DIRECTIVE: Give the data again, word for word.
——
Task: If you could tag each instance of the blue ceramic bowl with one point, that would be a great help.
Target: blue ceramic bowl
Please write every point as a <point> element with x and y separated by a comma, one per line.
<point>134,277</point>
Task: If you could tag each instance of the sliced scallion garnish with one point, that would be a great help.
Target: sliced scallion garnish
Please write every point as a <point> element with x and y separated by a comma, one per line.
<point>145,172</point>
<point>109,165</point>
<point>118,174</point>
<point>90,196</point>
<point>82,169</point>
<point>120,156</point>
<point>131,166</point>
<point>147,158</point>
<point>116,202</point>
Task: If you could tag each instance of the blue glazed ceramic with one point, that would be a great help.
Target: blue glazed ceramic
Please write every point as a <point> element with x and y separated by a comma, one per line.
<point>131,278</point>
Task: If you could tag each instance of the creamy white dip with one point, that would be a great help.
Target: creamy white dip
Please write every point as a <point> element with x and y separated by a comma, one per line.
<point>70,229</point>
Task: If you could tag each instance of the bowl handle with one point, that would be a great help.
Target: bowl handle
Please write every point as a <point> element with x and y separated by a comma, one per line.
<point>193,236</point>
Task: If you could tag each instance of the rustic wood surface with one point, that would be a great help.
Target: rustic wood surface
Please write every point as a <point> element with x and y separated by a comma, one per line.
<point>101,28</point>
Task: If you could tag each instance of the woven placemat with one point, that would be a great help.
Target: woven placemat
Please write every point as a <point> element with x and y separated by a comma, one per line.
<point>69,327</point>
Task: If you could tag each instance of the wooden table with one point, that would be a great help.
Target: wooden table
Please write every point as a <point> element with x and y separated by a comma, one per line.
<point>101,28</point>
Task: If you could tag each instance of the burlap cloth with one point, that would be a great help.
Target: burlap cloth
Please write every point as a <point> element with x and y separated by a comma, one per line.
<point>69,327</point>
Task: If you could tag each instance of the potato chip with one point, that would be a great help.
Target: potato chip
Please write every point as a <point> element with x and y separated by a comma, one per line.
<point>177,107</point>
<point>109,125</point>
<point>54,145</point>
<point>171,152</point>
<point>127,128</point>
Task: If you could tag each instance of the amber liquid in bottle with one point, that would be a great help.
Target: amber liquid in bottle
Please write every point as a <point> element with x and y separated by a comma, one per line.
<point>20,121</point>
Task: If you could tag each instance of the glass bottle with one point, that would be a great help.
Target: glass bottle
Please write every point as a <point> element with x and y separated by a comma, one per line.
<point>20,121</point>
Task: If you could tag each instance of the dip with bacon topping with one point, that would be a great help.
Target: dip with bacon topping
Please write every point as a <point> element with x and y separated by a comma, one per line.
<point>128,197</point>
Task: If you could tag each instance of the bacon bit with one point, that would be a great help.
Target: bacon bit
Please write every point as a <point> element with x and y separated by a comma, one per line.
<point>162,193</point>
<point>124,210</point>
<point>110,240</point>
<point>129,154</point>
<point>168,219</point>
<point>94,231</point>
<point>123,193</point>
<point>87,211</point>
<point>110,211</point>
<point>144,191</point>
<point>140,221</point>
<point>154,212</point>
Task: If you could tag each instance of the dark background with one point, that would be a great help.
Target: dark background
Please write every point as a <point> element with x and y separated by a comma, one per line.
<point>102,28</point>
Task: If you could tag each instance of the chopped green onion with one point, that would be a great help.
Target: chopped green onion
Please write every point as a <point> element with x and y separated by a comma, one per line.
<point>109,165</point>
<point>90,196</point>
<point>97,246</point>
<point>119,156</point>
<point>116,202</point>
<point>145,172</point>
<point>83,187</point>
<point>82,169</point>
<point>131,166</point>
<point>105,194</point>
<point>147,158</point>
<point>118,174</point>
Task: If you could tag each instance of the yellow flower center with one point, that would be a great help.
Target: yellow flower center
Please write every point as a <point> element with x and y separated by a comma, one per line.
——
THE SOLUTION:
Task: If you could tag each instance of the blue ceramic bowl with one point, that would be a great help.
Target: blue ceramic bowl
Please write every point as a <point> element with x and y separated by a comma, one per line.
<point>134,277</point>
Task: If you could tag each instance of the sliced scallion garnish with one point, that would be a great help.
Target: sliced scallion garnish
Please write every point as a <point> element with x and y separated by a comma, one per line.
<point>145,172</point>
<point>109,165</point>
<point>118,174</point>
<point>90,196</point>
<point>82,169</point>
<point>120,156</point>
<point>131,166</point>
<point>147,158</point>
<point>116,202</point>
Task: If you could tag each instance of the blue glazed ceramic with one point, that would be a great help.
Target: blue glazed ceramic
Please write every point as a <point> element with x and y separated by a comma, one per line.
<point>131,278</point>
Task: If you could tag each instance of the creamy white dip with one point, that would be a great help.
Target: creamy white dip
Please write every point as a <point> element with x and y separated by a comma, one per line.
<point>70,229</point>
Task: If you could tag each instance of the bowl handle with one point, that would be a great help.
Target: bowl handle
Please write every point as a <point> element with x and y separated by a comma, one per line.
<point>193,236</point>
Task: If you could tag each instance of the rustic wood surface with one point, that would be a great help.
Target: rustic wood surface
Please write every point as a <point> element with x and y separated by a comma, one per line.
<point>101,28</point>
Task: If you could tag each instance of the woven placemat with one point, that would be a great help.
Target: woven placemat
Please write every point as a <point> element with x and y separated by a comma, one per line.
<point>69,327</point>
Task: If you could tag each instance of the wooden table with one point, that would be a great help.
Target: wooden table
Please write every point as a <point> element with x and y separated by a comma, one per line.
<point>101,28</point>
Task: If you could tag each instance of the burlap cloth with one point, that would be a great help.
Target: burlap cloth
Please write every point as a <point> element with x and y separated by a comma, one per line.
<point>69,327</point>
Task: If you could tag each instance of the potato chip with one point, that would be a great help.
Target: potato chip
Please write every point as a <point> element with x and y separated by a comma, one per line.
<point>177,107</point>
<point>109,125</point>
<point>54,145</point>
<point>171,152</point>
<point>127,128</point>
Task: If you could tag each instance of the amber liquid in bottle with one point, that would be a great help.
Target: amber liquid in bottle
Please write every point as a <point> element with x and y separated by a comma, one per line.
<point>20,121</point>
Task: If you could tag each instance of the glass bottle with one point, that would be a great help.
Target: glass bottle
Please write every point as a <point> element with x and y separated by a comma, one per line.
<point>20,121</point>
Task: If you could tag each instance of the dip with bacon topping with one point, that would be a great help.
Target: dip with bacon topping
Please write every point as a <point> element with x and y separated by a comma, one per line.
<point>128,197</point>
Task: If you could tag each instance of the bacon bit with one point, that would be a great help.
Target: bacon bit
Please write every point as a <point> element with x and y separated by a comma, one per line.
<point>162,193</point>
<point>124,210</point>
<point>110,240</point>
<point>129,154</point>
<point>168,219</point>
<point>94,231</point>
<point>123,193</point>
<point>87,211</point>
<point>110,211</point>
<point>144,191</point>
<point>140,221</point>
<point>154,212</point>
Task: If you could tag each instance of the dark background with one point, that would be a great help.
Target: dark background
Please write every point as a <point> element with x and y separated by a comma, one per line.
<point>102,28</point>
Task: If you could tag each instance of the chopped green onion with one point, that would be a great help.
Target: chopped green onion
Please write every point as a <point> element with x and y separated by a comma, one per line.
<point>109,165</point>
<point>90,196</point>
<point>97,246</point>
<point>119,156</point>
<point>116,202</point>
<point>145,172</point>
<point>83,187</point>
<point>82,169</point>
<point>131,166</point>
<point>105,194</point>
<point>147,158</point>
<point>118,174</point>
Task: If you could tag each instance of the yellow flower center with one point, that would be a great help.
Target: yellow flower center
Please write every point as a <point> element with x and y separated by a comma, one per line.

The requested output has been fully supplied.